_Exercise_: Write out every line of the items below as a JSON list of strings, one string per line, with blank lines left out.

_Task data_:
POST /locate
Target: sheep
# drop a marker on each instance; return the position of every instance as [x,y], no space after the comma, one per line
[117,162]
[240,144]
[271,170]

_Result for this task_:
[
  "POST /locate",
  "Target: sheep",
  "# drop a marker on each instance; return the position of every instance as [x,y], no space after the comma, one per line",
  "[117,162]",
  "[240,144]",
  "[271,170]"
]